### DOCUMENT TEXT

[start]

Machine learning, however, requests at least a certain number of pieces of learning data. Unwell persons account for about 2 to 3% of an organization, and thus it is difficult to collect a satisfactory number of pieces of data for learning. Accordingly, it is difficult to increase the accuracy of learning

For general machine learning, inputting a feature vector with a fixed length is a prerequisite. One simple vector representation method of attendance record is to arrange daily attendance status in chronological order. Learning data is generated vectorizing daily statuses in attendance record data in the order of arrows in the attendance record data. FIG. 14 is a diagram for explaining a data format of general machine learning. As illustrated in FIG. 14, for general machine learning, respective values set for elements, such as an attendance/absence status in June 1, a business trip status in June 1, attendance time information in June 1, leave time information in June 1, an attendance/absence status in June 2, a business trip status in June 2, attendance time information in June 2, and leave time information in June 2, are vectorized in this order.

[end]

### TASKS TO PERFORM
a) Summarize the passage on machine learning with attendance records in two sentences.
b) According to the passage on attendance records, what share of an organization do unwell persons account for?
c) Carry the passage on machine learning with attendance records forward from its final sentence.

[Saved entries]
[start]

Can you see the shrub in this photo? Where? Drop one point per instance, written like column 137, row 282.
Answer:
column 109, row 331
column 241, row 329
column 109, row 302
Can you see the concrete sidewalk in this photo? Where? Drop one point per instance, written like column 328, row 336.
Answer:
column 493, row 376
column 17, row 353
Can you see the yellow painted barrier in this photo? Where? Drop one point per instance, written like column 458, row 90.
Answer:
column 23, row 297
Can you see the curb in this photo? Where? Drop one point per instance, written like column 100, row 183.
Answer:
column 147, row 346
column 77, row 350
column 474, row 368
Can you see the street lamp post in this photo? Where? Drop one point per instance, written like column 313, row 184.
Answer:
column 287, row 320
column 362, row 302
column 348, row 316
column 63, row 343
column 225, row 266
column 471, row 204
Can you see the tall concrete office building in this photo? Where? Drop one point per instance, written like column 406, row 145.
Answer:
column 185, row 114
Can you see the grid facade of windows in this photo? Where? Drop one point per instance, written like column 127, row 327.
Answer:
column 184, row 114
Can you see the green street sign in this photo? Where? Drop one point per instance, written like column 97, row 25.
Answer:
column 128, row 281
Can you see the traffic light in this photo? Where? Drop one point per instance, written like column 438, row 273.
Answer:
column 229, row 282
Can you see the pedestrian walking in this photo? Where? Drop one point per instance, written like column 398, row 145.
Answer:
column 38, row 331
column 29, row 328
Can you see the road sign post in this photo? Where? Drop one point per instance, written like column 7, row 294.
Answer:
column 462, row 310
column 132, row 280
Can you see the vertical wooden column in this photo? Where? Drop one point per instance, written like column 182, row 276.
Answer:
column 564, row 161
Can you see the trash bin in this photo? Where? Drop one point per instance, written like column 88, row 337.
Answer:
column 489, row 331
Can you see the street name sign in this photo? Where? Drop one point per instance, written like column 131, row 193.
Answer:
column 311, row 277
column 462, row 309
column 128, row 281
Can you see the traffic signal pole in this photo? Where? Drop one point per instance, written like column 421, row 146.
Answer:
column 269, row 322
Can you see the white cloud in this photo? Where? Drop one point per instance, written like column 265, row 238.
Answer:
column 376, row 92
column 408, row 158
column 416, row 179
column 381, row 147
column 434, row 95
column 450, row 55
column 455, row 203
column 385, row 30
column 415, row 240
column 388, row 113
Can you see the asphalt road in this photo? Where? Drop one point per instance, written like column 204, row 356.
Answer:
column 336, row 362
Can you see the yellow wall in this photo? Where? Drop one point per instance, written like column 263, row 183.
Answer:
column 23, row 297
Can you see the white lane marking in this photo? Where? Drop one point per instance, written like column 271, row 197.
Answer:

[end]

### RESPONSE LIST
a) Machine learning needs a certain amount of learning data, but unwell persons make up only about 2 to 3% of an organization, so collecting enough data and raising learning accuracy is difficult. General machine learning also requires a fixed-length feature vector, and a simple way to build one from attendance records is to vectorize each day's statuses, such as attendance/absence, business trip, attendance time and leave time, in chronological order.

b) About 2 to 3%.

c)
In this manner, a data format of learning data simply provides vector information, but does not provide attribute information on each element of the vector. Accordingly, it is not possible to distinguish which value represents attendance/absence information or which value represents business trip information. Generating a plurality of pieces of learning data from an attendance record data does not always increase the number of feature patterns of an unwell person because the relations among the attributes are unclear. By contrast, a plurality of feature patterns are possibly provided to an unwell person. This causes overfitting and degrades the accuracy of learning.

SUMMARY

According to an aspect of an embodiment, a non-transitory computer-readable recording medium stores therein a machine learning program that causes a computer to execute a process including: generating pieces of learning data based on time series data including a plurality of items and including a plurality of records corresponding to a calendar, each of the pieces of learning data being learning data of a certain period, the certain period being composed of a plurality of unit periods, start times of the certain period of each of the pieces of learning data being different from each other for the unit period, in which each of the pieces of the learning data and a label corresponding to the start time are paired; generating, based on the generated learning data, tensor data in which a tensor is created with calendar information and the plurality of items having different dimensions; and performing deep learning of a neural network and learning of a method of tensor decomposition with respect to a learning model in which the tensor data is subjected to the tensor decomposition as input tensor data to be inputted to the neural network.

The object and advantages of the invention will be realized and attained by means of the elements and combinations particularly pointed out in the claims.

It is to be understood that both the foregoing general description and the following detailed description are exemplary and explanatory and are not restrictive of the invention.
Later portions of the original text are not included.